Work to complete
Rewrite the records from the start through the line containing "left=44, top=48, right=76, bottom=64", inclusive, as a JSON list of strings with one string per line and no blank lines. Leave the pictures out of the list.

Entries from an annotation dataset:
○ ○ ○ ○
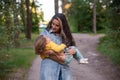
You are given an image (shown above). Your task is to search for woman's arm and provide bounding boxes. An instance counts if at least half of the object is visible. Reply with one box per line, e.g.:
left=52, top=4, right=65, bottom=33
left=42, top=50, right=65, bottom=64
left=44, top=48, right=76, bottom=64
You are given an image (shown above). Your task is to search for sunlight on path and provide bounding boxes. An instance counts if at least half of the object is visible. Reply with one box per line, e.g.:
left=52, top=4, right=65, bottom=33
left=26, top=56, right=41, bottom=80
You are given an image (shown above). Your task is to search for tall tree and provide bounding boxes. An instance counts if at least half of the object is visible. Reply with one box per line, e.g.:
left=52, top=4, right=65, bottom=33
left=54, top=0, right=59, bottom=14
left=26, top=0, right=32, bottom=39
left=93, top=0, right=96, bottom=33
left=13, top=0, right=20, bottom=47
left=62, top=0, right=66, bottom=13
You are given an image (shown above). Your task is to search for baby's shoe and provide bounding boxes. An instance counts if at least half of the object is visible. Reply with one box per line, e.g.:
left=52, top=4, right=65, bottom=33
left=78, top=58, right=88, bottom=64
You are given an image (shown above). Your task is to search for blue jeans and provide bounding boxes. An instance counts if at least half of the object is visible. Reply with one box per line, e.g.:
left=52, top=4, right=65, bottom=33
left=40, top=58, right=73, bottom=80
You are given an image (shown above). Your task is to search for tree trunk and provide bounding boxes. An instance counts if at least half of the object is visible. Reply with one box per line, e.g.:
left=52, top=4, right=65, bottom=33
left=20, top=0, right=26, bottom=32
left=54, top=0, right=59, bottom=14
left=26, top=0, right=32, bottom=39
left=62, top=0, right=66, bottom=13
left=13, top=0, right=20, bottom=47
left=93, top=0, right=96, bottom=34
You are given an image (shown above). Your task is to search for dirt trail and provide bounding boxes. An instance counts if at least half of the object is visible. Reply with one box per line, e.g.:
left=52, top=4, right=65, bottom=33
left=26, top=34, right=120, bottom=80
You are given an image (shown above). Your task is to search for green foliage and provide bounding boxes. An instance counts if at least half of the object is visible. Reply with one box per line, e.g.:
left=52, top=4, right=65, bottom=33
left=67, top=0, right=109, bottom=32
left=0, top=48, right=35, bottom=79
left=0, top=34, right=39, bottom=80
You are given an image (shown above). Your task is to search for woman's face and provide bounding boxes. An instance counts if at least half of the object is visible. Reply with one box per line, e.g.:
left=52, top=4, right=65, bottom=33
left=51, top=19, right=60, bottom=33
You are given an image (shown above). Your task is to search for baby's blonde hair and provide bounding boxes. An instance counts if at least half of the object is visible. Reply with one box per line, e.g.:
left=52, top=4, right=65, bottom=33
left=34, top=35, right=46, bottom=55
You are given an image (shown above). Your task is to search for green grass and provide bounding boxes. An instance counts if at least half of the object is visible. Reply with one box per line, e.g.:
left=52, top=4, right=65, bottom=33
left=0, top=34, right=39, bottom=80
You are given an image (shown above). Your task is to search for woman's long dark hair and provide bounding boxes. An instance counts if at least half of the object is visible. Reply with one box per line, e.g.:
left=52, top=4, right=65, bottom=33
left=46, top=13, right=75, bottom=46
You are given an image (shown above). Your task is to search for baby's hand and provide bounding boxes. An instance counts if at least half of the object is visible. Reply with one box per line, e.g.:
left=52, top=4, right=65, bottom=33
left=67, top=48, right=76, bottom=55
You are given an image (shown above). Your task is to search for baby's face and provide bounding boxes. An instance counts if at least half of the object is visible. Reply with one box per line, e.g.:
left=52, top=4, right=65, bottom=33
left=44, top=36, right=51, bottom=43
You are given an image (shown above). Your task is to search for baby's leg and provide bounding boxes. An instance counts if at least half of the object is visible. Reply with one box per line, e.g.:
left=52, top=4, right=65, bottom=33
left=71, top=46, right=88, bottom=63
left=64, top=52, right=73, bottom=64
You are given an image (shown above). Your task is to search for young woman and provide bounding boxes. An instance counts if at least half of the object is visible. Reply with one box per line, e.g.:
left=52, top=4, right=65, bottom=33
left=40, top=13, right=76, bottom=80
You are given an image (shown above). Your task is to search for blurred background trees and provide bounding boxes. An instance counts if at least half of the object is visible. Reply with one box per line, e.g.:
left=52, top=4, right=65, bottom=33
left=0, top=0, right=43, bottom=48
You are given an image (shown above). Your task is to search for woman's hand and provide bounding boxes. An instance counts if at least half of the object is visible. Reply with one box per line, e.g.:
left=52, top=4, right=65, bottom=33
left=67, top=48, right=76, bottom=55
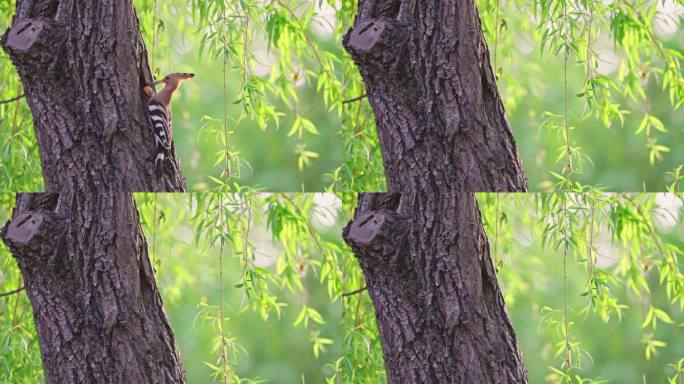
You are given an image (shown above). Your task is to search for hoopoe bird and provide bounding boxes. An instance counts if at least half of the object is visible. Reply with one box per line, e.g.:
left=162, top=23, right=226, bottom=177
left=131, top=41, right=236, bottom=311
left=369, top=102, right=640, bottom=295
left=144, top=73, right=195, bottom=177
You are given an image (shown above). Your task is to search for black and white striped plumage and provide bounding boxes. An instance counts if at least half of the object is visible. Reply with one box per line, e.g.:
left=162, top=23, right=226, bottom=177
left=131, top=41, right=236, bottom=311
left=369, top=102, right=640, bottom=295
left=147, top=100, right=171, bottom=177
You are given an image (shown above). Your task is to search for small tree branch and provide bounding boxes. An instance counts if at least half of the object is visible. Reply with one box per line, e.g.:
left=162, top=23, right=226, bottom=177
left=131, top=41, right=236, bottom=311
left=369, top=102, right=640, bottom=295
left=0, top=285, right=24, bottom=298
left=342, top=286, right=368, bottom=297
left=342, top=93, right=368, bottom=104
left=0, top=93, right=24, bottom=105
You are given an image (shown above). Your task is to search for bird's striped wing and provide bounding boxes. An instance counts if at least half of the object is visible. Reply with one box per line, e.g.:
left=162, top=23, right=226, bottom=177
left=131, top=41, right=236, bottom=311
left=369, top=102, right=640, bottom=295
left=148, top=100, right=171, bottom=150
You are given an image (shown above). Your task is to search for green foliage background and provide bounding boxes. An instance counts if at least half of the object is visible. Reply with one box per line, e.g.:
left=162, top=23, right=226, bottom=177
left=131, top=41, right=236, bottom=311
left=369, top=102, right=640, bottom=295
left=0, top=0, right=684, bottom=191
left=0, top=193, right=684, bottom=384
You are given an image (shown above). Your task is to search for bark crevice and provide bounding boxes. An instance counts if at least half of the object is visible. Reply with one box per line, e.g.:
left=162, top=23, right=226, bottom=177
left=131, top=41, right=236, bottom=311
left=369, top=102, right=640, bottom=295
left=343, top=0, right=527, bottom=192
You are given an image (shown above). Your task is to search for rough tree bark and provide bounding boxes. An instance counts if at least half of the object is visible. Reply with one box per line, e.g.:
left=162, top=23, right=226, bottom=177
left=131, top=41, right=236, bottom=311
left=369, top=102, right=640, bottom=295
left=343, top=0, right=527, bottom=192
left=0, top=192, right=185, bottom=383
left=344, top=193, right=527, bottom=384
left=1, top=0, right=185, bottom=192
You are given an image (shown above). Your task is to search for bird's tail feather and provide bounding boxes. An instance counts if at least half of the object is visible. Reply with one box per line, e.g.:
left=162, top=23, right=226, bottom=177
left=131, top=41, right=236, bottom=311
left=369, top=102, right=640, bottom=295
left=154, top=151, right=164, bottom=177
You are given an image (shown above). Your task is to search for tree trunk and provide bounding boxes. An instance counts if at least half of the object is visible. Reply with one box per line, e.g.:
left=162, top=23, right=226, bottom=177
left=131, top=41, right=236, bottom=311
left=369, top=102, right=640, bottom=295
left=0, top=193, right=185, bottom=383
left=344, top=193, right=527, bottom=384
left=343, top=0, right=527, bottom=192
left=1, top=0, right=185, bottom=192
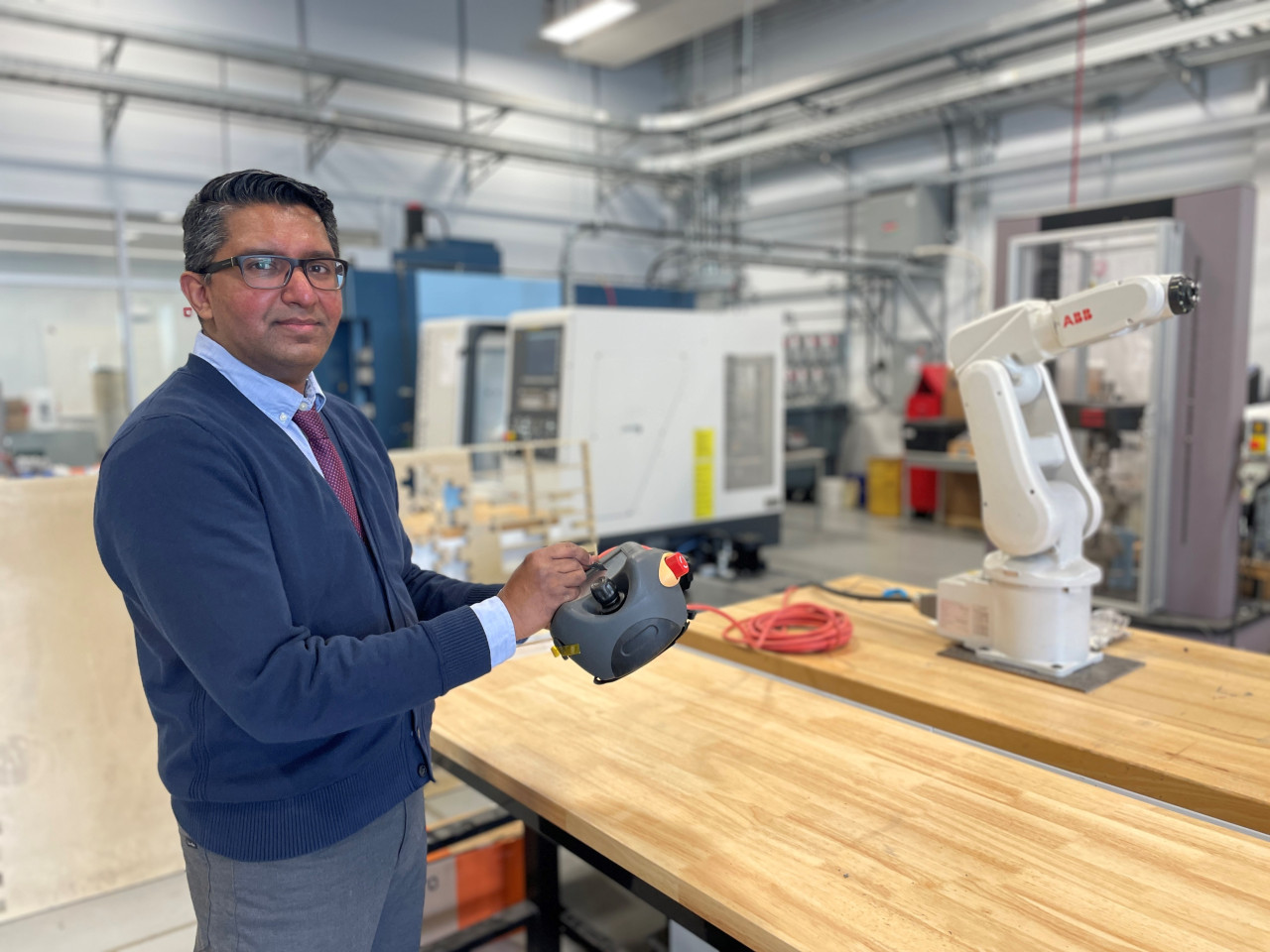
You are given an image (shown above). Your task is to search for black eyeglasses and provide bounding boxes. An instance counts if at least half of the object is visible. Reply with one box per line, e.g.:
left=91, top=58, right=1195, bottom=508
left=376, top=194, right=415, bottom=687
left=203, top=255, right=348, bottom=291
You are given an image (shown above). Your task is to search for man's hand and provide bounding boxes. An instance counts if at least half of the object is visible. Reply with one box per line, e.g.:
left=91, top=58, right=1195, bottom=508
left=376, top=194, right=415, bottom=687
left=498, top=542, right=595, bottom=641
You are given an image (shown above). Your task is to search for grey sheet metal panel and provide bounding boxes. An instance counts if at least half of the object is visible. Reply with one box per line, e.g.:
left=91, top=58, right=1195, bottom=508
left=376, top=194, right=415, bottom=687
left=1165, top=184, right=1256, bottom=620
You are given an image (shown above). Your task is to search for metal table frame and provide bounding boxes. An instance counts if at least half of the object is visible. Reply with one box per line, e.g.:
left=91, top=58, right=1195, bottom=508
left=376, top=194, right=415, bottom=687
left=430, top=750, right=750, bottom=952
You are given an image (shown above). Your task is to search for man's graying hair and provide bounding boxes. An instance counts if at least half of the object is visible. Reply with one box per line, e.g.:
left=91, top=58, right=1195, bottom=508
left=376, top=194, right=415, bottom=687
left=181, top=169, right=339, bottom=274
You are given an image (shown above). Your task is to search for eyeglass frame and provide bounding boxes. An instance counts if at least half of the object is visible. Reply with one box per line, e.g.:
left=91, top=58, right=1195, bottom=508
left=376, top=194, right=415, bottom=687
left=202, top=254, right=350, bottom=291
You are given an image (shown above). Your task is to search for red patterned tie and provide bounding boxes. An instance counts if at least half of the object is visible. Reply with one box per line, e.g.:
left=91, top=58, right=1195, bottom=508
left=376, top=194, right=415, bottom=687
left=291, top=410, right=366, bottom=542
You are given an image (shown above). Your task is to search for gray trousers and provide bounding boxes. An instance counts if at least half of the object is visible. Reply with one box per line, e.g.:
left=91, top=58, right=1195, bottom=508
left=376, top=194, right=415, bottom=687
left=181, top=789, right=428, bottom=952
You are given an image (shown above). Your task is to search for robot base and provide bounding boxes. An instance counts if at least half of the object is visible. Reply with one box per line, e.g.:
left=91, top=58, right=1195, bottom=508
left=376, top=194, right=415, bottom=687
left=939, top=552, right=1102, bottom=678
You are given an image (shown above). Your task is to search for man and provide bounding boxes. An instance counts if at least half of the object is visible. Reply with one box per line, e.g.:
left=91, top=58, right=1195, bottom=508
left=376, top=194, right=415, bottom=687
left=94, top=171, right=591, bottom=952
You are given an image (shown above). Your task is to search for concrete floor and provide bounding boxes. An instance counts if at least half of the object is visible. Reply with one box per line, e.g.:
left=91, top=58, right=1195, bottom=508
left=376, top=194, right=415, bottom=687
left=0, top=504, right=984, bottom=952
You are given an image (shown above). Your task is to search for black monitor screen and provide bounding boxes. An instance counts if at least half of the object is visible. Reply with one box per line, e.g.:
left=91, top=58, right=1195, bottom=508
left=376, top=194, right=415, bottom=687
left=525, top=329, right=560, bottom=377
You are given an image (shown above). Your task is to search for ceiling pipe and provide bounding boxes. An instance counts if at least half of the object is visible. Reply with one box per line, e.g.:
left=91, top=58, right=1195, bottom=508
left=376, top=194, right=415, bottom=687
left=0, top=3, right=638, bottom=132
left=639, top=0, right=1160, bottom=133
left=0, top=56, right=664, bottom=178
left=638, top=0, right=1270, bottom=176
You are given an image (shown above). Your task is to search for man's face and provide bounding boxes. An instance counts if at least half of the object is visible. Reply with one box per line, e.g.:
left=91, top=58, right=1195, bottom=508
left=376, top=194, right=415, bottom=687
left=181, top=204, right=344, bottom=394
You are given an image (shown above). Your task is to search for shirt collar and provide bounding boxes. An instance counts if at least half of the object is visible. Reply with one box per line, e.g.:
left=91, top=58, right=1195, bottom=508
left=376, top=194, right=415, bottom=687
left=193, top=331, right=326, bottom=421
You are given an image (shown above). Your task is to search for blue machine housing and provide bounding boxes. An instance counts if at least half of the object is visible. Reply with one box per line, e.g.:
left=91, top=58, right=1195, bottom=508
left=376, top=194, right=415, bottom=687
left=317, top=239, right=696, bottom=449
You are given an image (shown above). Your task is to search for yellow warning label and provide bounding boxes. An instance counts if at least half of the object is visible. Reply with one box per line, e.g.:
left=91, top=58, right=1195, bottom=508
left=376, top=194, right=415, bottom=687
left=693, top=430, right=713, bottom=520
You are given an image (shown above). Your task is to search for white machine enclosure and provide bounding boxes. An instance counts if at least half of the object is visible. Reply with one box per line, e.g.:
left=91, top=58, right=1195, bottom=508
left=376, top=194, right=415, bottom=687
left=507, top=307, right=785, bottom=540
left=414, top=317, right=507, bottom=449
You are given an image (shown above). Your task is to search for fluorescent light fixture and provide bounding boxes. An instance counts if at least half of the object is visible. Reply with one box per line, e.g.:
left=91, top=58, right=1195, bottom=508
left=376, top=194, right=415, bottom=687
left=539, top=0, right=639, bottom=46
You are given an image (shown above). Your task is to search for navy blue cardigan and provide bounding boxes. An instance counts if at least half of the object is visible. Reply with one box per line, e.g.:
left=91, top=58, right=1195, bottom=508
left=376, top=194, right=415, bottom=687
left=94, top=357, right=499, bottom=861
○ ○ ○ ○
Complete response
[
  "You are given an image (shown above). Your task is to search for woman's arm and provide bounding boxes. An instance counts if at least half of the object is visible. Reply with one box per line, e.g.:",
  "left=52, top=4, right=65, bottom=33",
  "left=42, top=50, right=65, bottom=64",
  "left=44, top=48, right=76, bottom=64"
]